Convertissez en tableau Markdown tout ce qui va de la ligne contenant « Guideline: one keypoint for each instance of the goose » jusqu'à celle contenant « Query: goose blue eye », ces deux lignes comprises. Mettez le numéro de rang dans une colonne « N° » et le texte dans une colonne « Ligne », en omettant les lignes vides.

DONNÉES FOURNIES:
»»

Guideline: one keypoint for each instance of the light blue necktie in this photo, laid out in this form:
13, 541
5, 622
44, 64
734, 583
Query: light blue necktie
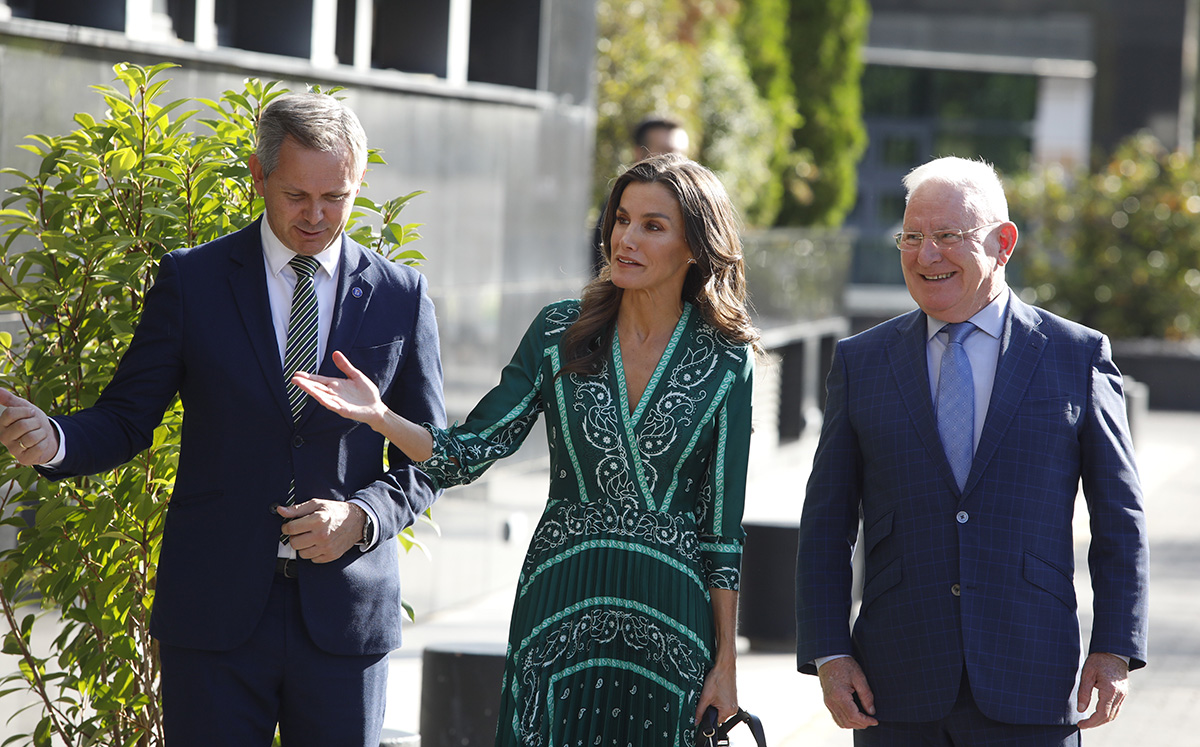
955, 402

««
»»

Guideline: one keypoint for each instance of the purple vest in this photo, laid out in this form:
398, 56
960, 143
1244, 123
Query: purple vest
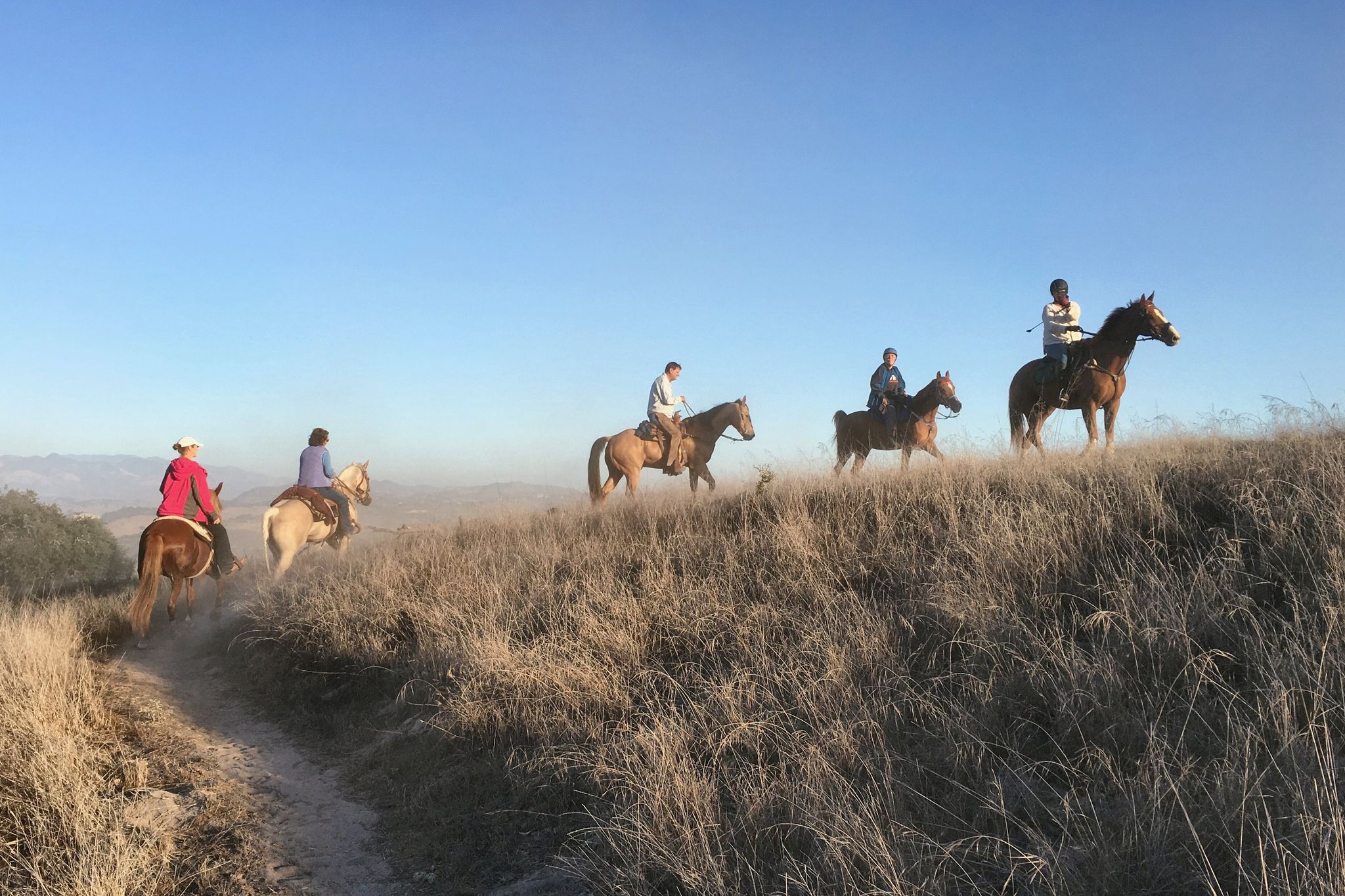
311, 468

««
»»

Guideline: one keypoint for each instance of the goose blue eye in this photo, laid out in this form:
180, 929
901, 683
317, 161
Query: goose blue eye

««

RÉPONSE:
| N° | Ligne |
|---|---|
| 1 | Guideline: one keypoint for each instance of the goose blue eye in this photo, laid out in this form: |
| 2 | 180, 929 |
| 3 | 901, 683 |
| 4 | 317, 161 |
| 5 | Query: goose blue eye |